Given task:
Output the entries below as a JSON list of strings, one string per line and no blank lines, from the line with "locate wing -- one point per instance" up to and including the line with "(1249, 420)".

Exercise materials:
-- BEGIN --

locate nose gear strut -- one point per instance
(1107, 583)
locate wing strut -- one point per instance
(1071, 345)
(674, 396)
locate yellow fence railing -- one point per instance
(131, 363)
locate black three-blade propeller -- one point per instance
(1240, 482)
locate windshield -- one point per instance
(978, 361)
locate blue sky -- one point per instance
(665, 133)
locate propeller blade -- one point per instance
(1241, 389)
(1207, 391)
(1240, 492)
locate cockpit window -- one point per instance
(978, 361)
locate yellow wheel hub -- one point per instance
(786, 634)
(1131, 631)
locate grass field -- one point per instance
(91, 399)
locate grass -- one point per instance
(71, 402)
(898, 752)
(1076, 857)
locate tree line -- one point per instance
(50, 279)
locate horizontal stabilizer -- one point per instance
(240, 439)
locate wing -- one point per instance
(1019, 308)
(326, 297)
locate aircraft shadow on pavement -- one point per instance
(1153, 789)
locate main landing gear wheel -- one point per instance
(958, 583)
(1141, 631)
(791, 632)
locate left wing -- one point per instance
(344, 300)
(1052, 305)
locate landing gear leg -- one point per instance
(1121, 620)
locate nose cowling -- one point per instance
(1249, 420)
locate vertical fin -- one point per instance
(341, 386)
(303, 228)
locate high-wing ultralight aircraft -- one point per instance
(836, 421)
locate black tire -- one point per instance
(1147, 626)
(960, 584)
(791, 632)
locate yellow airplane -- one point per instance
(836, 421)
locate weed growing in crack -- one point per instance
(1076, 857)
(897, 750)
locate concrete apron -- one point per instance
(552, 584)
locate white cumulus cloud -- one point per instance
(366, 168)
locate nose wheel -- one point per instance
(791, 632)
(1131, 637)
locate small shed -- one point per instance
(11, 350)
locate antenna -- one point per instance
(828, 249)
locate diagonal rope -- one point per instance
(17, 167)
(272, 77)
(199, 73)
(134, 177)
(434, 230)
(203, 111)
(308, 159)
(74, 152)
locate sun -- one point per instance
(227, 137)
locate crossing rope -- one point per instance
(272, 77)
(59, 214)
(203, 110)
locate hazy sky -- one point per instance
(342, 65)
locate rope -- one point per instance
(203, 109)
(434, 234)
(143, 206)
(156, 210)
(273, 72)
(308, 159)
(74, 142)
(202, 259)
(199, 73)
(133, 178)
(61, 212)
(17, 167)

-- END --

Solution to the exercise:
[
  "locate wing -- one point per instance",
  "(1019, 308)",
  "(326, 297)",
  "locate aircraft shadow on pavement -- one point per instance",
  "(1153, 789)",
  "locate main landing gear wheel -- one point per instance",
  "(958, 583)",
  "(1141, 631)",
  "(791, 632)",
  "locate left wing -- one point per instance",
  "(344, 300)",
  "(1052, 305)",
  "locate landing gear leg -- one point per instance",
  "(1121, 620)",
  "locate nose cowling -- one point per instance",
  "(1249, 420)"
]